** READING TEXT **
((

In closing off Wuhan, a city of more than 11 million people, China is deploying a centuries-old public health tactic to prevent the spread of infectious disease — this time, a mysterious respiratory infection caused by a coronavirus. Experts said the stunning scale of the shutdown, isolating a major urban transit hub larger than New York City, was without precedent. “It’s an unbelievable undertaking,” said Dr. Howard Markel, a professor of the history of medicine at the University of Michigan, adding that he had never heard of so many people being cordoned off as a disease-prevention measure.

Still, “people are going to get out,” he said. “It’s going to be leaky.” By limiting the movements of millions of people in an attempt to protect public health, China is engaging in a balancing act with a long and complicated history fraught with social, political and ethical concerns. James G. Hodge Jr., director of the Center for Public Health Law and Policy at Arizona State University, said the shutdown would almost certainly lead to human rights violations and would be patently unconstitutional in the United States.

“It could very easily backfire,” he said, adding that the restrictions could prevent healthy people from fleeing the city, perhaps exposing them to greater risk of infection. “In general, this is risky business.” To combat the spread of the virus, which first appeared at the end of December and has killed at least 17 people and sickened more than 500, the Chinese government said it would cancel planes and trains leaving Wuhan beginning Thursday, and suspend buses, subways and ferries within it.

))

** REQUIRED ACTION **
Reproduce the entire article about the Wuhan shutdown word for word.

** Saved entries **
((

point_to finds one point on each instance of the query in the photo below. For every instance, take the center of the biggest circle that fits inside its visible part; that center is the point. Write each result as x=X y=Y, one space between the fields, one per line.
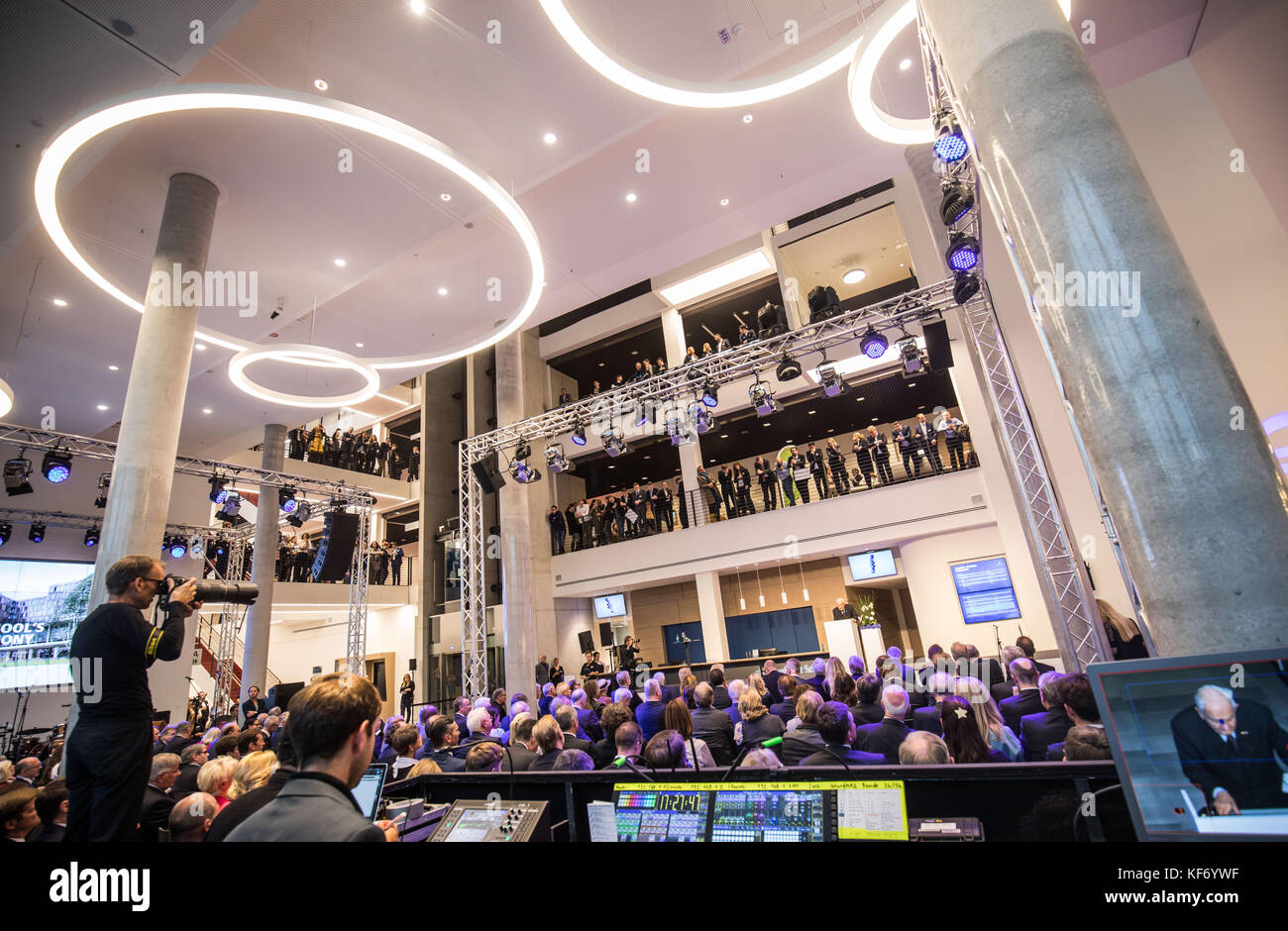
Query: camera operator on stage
x=108 y=754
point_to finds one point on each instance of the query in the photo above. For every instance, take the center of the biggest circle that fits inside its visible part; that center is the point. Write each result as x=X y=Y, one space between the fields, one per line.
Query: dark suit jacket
x=649 y=717
x=310 y=806
x=1039 y=730
x=155 y=813
x=827 y=758
x=1028 y=702
x=716 y=728
x=883 y=738
x=1248 y=772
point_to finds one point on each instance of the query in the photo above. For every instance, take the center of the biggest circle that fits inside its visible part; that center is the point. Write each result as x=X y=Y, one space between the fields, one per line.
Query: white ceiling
x=288 y=213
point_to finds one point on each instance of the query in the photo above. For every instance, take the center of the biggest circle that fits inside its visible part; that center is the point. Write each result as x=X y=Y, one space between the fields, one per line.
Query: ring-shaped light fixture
x=700 y=94
x=887 y=25
x=274 y=101
x=304 y=355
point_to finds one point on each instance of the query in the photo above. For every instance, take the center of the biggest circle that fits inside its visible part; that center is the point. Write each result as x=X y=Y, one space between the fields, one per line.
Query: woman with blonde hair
x=988 y=719
x=215 y=776
x=1125 y=636
x=253 y=771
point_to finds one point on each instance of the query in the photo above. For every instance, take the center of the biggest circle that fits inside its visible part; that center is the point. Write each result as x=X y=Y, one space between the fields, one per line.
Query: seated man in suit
x=1228 y=749
x=890 y=732
x=549 y=739
x=158 y=800
x=1029 y=649
x=939 y=686
x=443 y=737
x=651 y=713
x=720 y=693
x=333 y=728
x=836 y=725
x=1026 y=698
x=1042 y=729
x=712 y=725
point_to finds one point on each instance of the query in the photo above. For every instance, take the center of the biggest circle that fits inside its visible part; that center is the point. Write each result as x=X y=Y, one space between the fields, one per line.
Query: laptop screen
x=369 y=788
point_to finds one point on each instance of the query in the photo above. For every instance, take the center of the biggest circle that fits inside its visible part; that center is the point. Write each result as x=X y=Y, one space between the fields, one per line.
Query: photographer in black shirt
x=108 y=752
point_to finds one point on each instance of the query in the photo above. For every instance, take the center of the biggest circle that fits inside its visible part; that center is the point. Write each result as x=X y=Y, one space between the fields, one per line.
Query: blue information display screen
x=984 y=590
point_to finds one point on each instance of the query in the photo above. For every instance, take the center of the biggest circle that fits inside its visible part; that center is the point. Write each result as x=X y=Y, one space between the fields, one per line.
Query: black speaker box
x=488 y=476
x=936 y=346
x=335 y=552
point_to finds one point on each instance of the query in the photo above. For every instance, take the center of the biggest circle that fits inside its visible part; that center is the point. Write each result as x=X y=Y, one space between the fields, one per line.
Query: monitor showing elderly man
x=1228 y=749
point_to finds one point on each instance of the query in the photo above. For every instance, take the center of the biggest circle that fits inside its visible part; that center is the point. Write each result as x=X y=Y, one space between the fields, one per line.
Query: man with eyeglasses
x=1228 y=749
x=108 y=752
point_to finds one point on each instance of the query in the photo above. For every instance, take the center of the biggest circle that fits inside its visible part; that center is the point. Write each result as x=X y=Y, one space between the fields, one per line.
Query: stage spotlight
x=789 y=368
x=702 y=420
x=55 y=466
x=962 y=253
x=613 y=442
x=557 y=463
x=951 y=146
x=966 y=287
x=17 y=474
x=218 y=491
x=874 y=344
x=761 y=398
x=958 y=200
x=523 y=472
x=913 y=362
x=831 y=381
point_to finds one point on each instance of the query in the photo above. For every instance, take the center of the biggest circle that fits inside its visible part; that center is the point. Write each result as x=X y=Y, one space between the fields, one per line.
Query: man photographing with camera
x=108 y=752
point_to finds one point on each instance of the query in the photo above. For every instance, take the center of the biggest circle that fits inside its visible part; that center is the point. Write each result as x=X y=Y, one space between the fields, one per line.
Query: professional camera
x=214 y=591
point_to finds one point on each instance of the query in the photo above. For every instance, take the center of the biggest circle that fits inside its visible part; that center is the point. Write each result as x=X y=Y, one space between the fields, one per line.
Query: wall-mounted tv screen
x=40 y=605
x=984 y=590
x=610 y=605
x=875 y=565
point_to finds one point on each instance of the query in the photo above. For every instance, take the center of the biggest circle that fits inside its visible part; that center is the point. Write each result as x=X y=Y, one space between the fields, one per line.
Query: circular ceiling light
x=702 y=94
x=138 y=106
x=889 y=21
x=303 y=355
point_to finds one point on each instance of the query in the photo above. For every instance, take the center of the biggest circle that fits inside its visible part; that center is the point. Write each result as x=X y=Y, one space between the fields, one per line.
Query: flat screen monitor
x=651 y=814
x=369 y=788
x=876 y=565
x=40 y=607
x=754 y=815
x=1196 y=737
x=984 y=590
x=610 y=605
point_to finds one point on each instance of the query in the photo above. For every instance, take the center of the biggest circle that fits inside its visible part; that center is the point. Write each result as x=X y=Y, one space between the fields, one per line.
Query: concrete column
x=149 y=439
x=259 y=616
x=1167 y=424
x=711 y=608
x=527 y=586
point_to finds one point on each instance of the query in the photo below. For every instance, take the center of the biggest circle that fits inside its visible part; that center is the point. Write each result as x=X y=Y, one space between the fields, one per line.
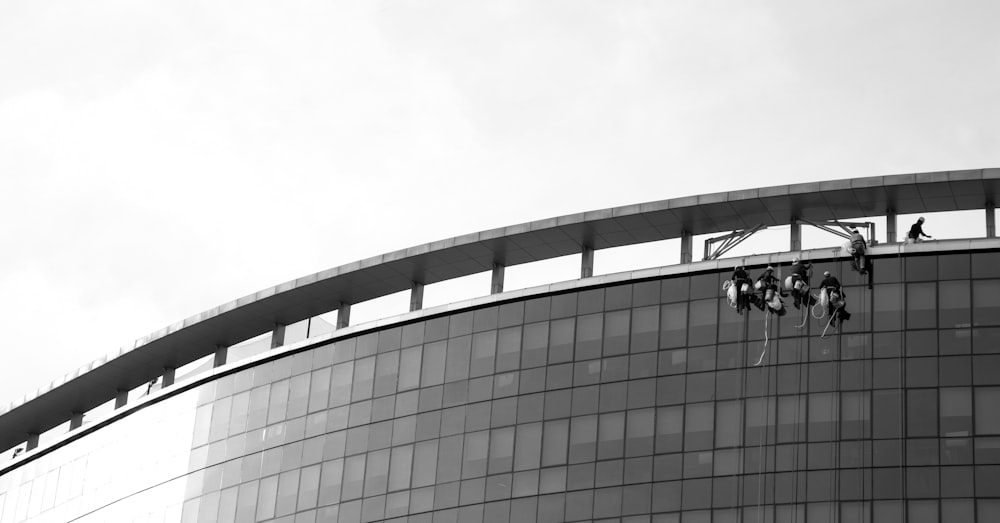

))

** YOUR SOLUTION **
In closing off Wuhan, a city of more than 11 million people, China is deploying a centuries-old public health tactic to prevent the spread of infectious disease — this time, a mysterious respiratory infection caused by a coronavirus. Experts said the stunning scale of the shutdown, isolating a major urban transit hub larger than New York City, was without precedent. “It’s an unbelievable undertaking,” said Dr. Howard Markel, a professor of the history of medicine at the University of Michigan, adding that he had never heard of so many people being cordoned off as a disease-prevention measure.

Still, “people are going to get out,” he said. “It’s going to be leaky.” By limiting the movements of millions of people in an attempt to protect public health, China is engaging in a balancing act with a long and complicated history fraught with social, political and ethical concerns. James G. Hodge Jr., director of the Center for Public Health Law and Policy at Arizona State University, said the shutdown would almost certainly lead to human rights violations and would be patently unconstitutional in the United States.

“It could very easily backfire,” he said, adding that the restrictions could prevent healthy people from fleeing the city, perhaps exposing them to greater risk of infection. “In general, this is risky business.” To combat the spread of the virus, which first appeared at the end of December and has killed at least 17 people and sickened more than 500, the Chinese government said it would cancel planes and trains leaving Wuhan beginning Thursday, and suspend buses, subways and ferries within it.